Segmentation data

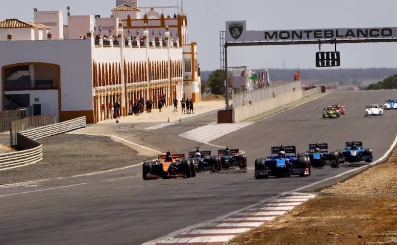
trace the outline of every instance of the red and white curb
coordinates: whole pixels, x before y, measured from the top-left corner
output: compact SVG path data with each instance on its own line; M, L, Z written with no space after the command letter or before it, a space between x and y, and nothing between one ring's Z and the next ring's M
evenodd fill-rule
M145 245L221 245L293 210L316 195L290 193L250 206L208 223L191 226Z

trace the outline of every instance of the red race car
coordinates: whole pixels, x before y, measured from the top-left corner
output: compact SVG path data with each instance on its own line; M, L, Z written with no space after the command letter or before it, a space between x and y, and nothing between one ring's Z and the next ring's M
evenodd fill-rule
M344 105L341 105L339 104L334 104L332 106L333 107L335 107L337 111L341 112L341 115L345 115L345 106Z

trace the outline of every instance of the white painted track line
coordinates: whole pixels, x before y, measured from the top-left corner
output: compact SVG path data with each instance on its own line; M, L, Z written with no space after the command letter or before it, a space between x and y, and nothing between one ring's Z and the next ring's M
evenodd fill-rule
M246 216L251 216L251 215L282 215L284 214L285 213L287 212L287 210L284 211L264 211L264 212L247 212L247 213L240 213L239 214L239 215L246 215Z
M242 233L248 231L249 228L236 228L234 229L211 229L209 230L197 229L192 230L188 234L224 234L224 233Z
M244 227L244 226L255 226L258 227L263 224L264 222L238 222L238 223L211 223L208 225L210 226L217 226L217 227Z
M274 220L276 216L269 217L247 217L247 218L231 218L225 219L221 221L269 221Z
M214 237L203 236L192 238L172 238L160 240L160 244L183 244L192 243L216 243L226 242L232 239L235 235L216 236Z

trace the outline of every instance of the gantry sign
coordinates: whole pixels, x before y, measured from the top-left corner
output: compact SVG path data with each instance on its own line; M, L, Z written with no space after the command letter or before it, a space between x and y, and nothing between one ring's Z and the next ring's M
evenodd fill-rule
M225 33L225 77L228 47L317 44L320 50L316 54L316 65L326 67L340 65L337 44L397 42L397 27L256 31L247 30L247 22L241 21L226 22ZM322 52L323 44L334 44L335 51ZM228 105L228 90L226 91Z

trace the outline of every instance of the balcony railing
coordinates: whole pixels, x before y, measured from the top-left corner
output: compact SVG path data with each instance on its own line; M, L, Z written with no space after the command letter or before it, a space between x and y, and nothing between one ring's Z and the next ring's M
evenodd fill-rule
M5 81L5 89L6 91L58 89L58 80L10 80Z

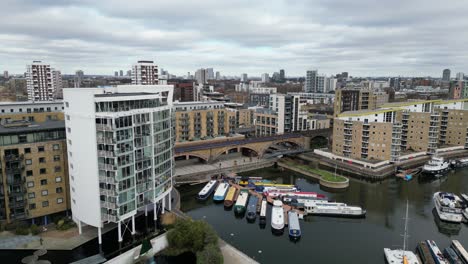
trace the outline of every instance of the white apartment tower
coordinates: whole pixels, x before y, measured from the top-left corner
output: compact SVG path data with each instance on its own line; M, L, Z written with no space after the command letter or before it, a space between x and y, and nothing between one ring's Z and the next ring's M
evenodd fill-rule
M73 220L135 233L137 211L170 210L174 175L172 85L64 89ZM125 228L124 230L126 230ZM124 231L125 232L125 231Z
M62 88L62 76L49 64L33 61L27 66L26 86L29 101L53 101Z
M132 84L159 84L158 65L153 61L138 61L132 66Z

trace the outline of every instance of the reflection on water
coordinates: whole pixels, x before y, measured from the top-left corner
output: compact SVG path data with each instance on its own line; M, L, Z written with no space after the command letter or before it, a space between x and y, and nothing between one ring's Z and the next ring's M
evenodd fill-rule
M211 199L197 201L195 195L201 185L180 189L182 210L195 219L205 219L224 240L262 263L287 263L292 257L295 263L383 263L383 248L402 244L400 234L404 229L406 199L410 204L409 248L414 249L417 242L424 239L435 240L441 248L448 246L452 239L458 239L468 248L468 226L437 222L432 214L434 192L468 192L468 168L429 182L351 180L349 188L338 193L322 190L316 181L300 174L274 168L246 175L296 184L304 191L325 194L329 200L367 209L365 219L308 216L300 220L301 240L291 243L287 232L278 237L271 234L270 208L266 228L260 229L258 224L248 224L245 218L236 219L232 211L224 211L222 204L214 204Z

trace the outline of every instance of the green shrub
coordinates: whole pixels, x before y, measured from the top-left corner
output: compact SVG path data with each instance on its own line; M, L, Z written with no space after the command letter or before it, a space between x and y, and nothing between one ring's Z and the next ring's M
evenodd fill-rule
M29 235L29 228L18 226L15 229L15 234L20 236L27 236Z
M29 230L31 230L31 234L33 235L38 235L41 230L39 229L39 227L35 224L32 224L30 227L29 227Z
M208 244L202 251L197 252L197 264L222 264L223 254L215 244Z

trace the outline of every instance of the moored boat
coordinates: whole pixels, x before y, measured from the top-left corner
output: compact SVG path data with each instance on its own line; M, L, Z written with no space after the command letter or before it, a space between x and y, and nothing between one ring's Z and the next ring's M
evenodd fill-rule
M288 212L288 227L290 238L296 240L301 237L301 226L299 225L299 217L294 211Z
M354 217L366 216L366 210L359 206L349 206L345 203L333 203L319 200L308 200L304 203L304 211L310 215Z
M461 199L448 192L436 192L433 196L434 206L442 221L461 223L463 220Z
M255 219L257 219L257 203L258 197L255 195L251 195L249 198L249 203L247 205L246 214L247 221L249 222L255 222Z
M266 208L267 208L267 201L266 199L263 199L262 205L260 207L260 225L266 225Z
M249 199L249 191L242 189L237 197L236 204L234 205L234 213L237 215L243 215L245 213L245 207Z
M229 189L229 183L222 182L216 188L215 194L213 195L213 200L215 202L222 202L226 197L226 193Z
M447 259L450 264L463 264L463 262L458 257L457 253L451 248L444 248L444 257Z
M203 189L198 193L197 198L200 200L206 200L208 197L210 197L211 193L214 191L216 188L216 185L218 184L218 181L216 180L211 180L209 181Z
M271 228L275 233L282 233L284 228L283 203L275 200L271 209Z
M426 240L427 245L429 246L429 251L431 252L432 258L436 264L448 264L447 259L445 259L442 252L440 252L439 247L434 242L434 240Z
M226 198L224 199L224 206L226 208L229 208L234 204L237 198L236 195L237 195L237 188L234 186L231 186L226 194Z
M466 252L465 248L462 246L460 241L452 240L452 244L450 244L450 247L453 249L453 251L455 251L460 260L463 261L463 263L468 263L468 252Z
M443 157L432 156L432 158L424 164L422 172L427 175L440 177L449 170L450 164L444 160Z
M435 264L435 261L432 258L431 250L429 249L426 241L419 242L418 246L416 247L416 251L419 255L419 259L421 259L423 264Z

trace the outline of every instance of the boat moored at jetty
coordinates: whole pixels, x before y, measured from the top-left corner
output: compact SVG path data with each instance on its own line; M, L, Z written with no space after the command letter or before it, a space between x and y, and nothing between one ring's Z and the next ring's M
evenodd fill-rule
M258 197L251 195L247 205L247 214L245 216L249 222L255 222L255 219L257 219L257 203Z
M432 175L439 177L449 170L450 164L444 160L444 158L439 156L432 156L432 158L424 164L422 172L426 175Z
M203 189L198 193L197 198L200 200L206 200L208 197L210 197L211 193L214 191L218 184L218 181L216 180L211 180L209 181Z
M243 215L245 213L245 207L249 199L249 191L242 189L237 197L236 204L234 205L234 213L237 215Z
M416 251L419 255L419 259L423 264L435 264L434 258L432 258L431 250L427 245L426 241L421 241L416 247Z
M297 240L301 238L301 226L299 225L299 217L296 212L288 212L288 227L289 227L289 237Z
M457 159L450 163L453 168L464 168L468 166L468 158Z
M440 252L440 249L434 240L426 240L426 243L429 246L429 251L431 252L432 258L436 264L449 264L442 252Z
M448 192L436 192L433 196L434 206L442 221L461 223L463 220L461 199Z
M366 216L366 210L359 206L349 206L345 203L334 203L319 200L308 200L304 203L304 212L310 215L337 216L361 218Z
M262 205L260 206L260 225L266 225L266 208L267 201L266 199L263 199Z
M453 251L455 251L463 263L468 263L468 252L466 252L460 241L452 240L450 247L453 249Z
M222 182L218 185L218 188L216 188L215 194L213 196L213 200L215 202L222 202L224 198L226 197L226 193L229 189L229 183L227 182Z
M236 200L237 200L237 188L234 186L231 186L226 194L226 198L224 199L224 207L226 208L231 207Z
M271 209L271 228L275 233L283 233L284 228L284 211L283 203L275 200Z

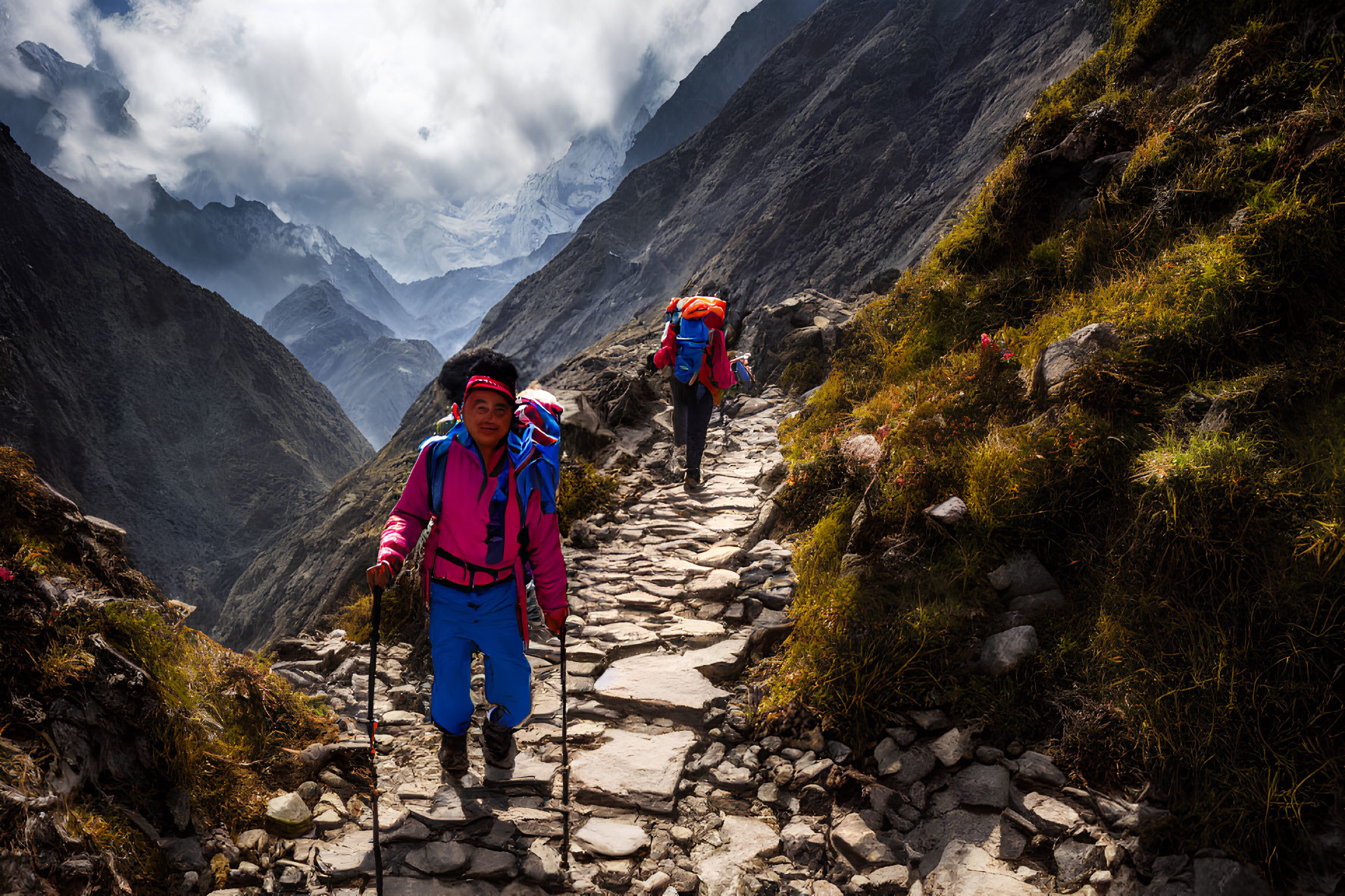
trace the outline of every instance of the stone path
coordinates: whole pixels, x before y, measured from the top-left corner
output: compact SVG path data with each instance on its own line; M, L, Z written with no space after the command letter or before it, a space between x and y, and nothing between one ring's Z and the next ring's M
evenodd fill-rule
M795 408L771 389L712 428L698 494L677 482L671 444L655 439L624 478L627 506L570 534L568 872L558 640L535 632L529 646L534 714L516 735L514 774L486 774L473 733L461 779L438 768L438 732L421 714L429 682L404 671L410 646L385 650L374 694L385 892L1266 892L1209 850L1146 854L1137 834L1155 810L1072 788L1048 756L1020 744L978 745L974 726L937 709L894 712L888 737L865 756L818 729L753 743L740 678L788 634L795 588L790 548L760 539L784 472L775 426ZM1006 626L1059 599L1030 557L991 580L1014 600L1036 596L1020 600ZM1007 652L987 648L987 662ZM213 866L200 892L207 881L227 887L215 896L374 892L360 778L369 744L354 718L366 700L364 657L342 632L281 643L273 670L328 700L347 740L305 751L312 780L273 800L272 833L207 837Z
M780 856L779 819L756 799L767 755L745 743L748 689L736 683L749 651L788 631L790 549L741 544L784 472L775 439L784 404L769 390L751 413L716 421L695 494L679 482L670 441L655 441L624 479L635 499L578 527L574 541L592 548L566 545L574 611L568 876L558 639L534 632L529 646L534 713L518 732L514 774L486 774L473 735L472 771L460 780L440 771L438 733L421 714L429 682L404 678L410 647L381 652L374 697L386 892L615 892L633 883L635 892L713 895L749 877L780 880L768 868L794 869ZM230 860L229 887L373 892L373 819L359 778L367 739L354 724L367 697L367 654L334 634L285 642L281 657L274 671L331 701L351 736L335 755L323 751L315 766L324 767L301 788L311 818L291 823L308 827L303 835L249 831L231 844L217 831L214 852ZM480 675L473 685L483 704Z

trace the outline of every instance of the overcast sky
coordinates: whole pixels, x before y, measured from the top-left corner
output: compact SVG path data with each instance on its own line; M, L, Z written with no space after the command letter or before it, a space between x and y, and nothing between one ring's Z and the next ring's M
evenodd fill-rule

- _What you need to do_:
Rewrite the stretch of the listing from the line containing "trace the outline of every instance of the white painted" through the line containing "M246 216L251 216L251", changing "track line" to "lane marking" and leaving everything else as it is. Return only those lines.

- _Solution for this exercise_:
trace the outline of every instance of the white painted lane marking
coordinates: whole pixels, x before y, measured from the top-left corner
output: compact SVG path data with each instance on its own line; M, L, Z written with no space after the command letter or before it, a space between x and y, and nothing between one ring's Z and the next ring's M
evenodd fill-rule
M246 216L251 216L251 215L282 215L284 214L285 213L287 212L287 210L284 211L264 211L264 212L247 212L247 213L240 213L239 214L239 215L246 215Z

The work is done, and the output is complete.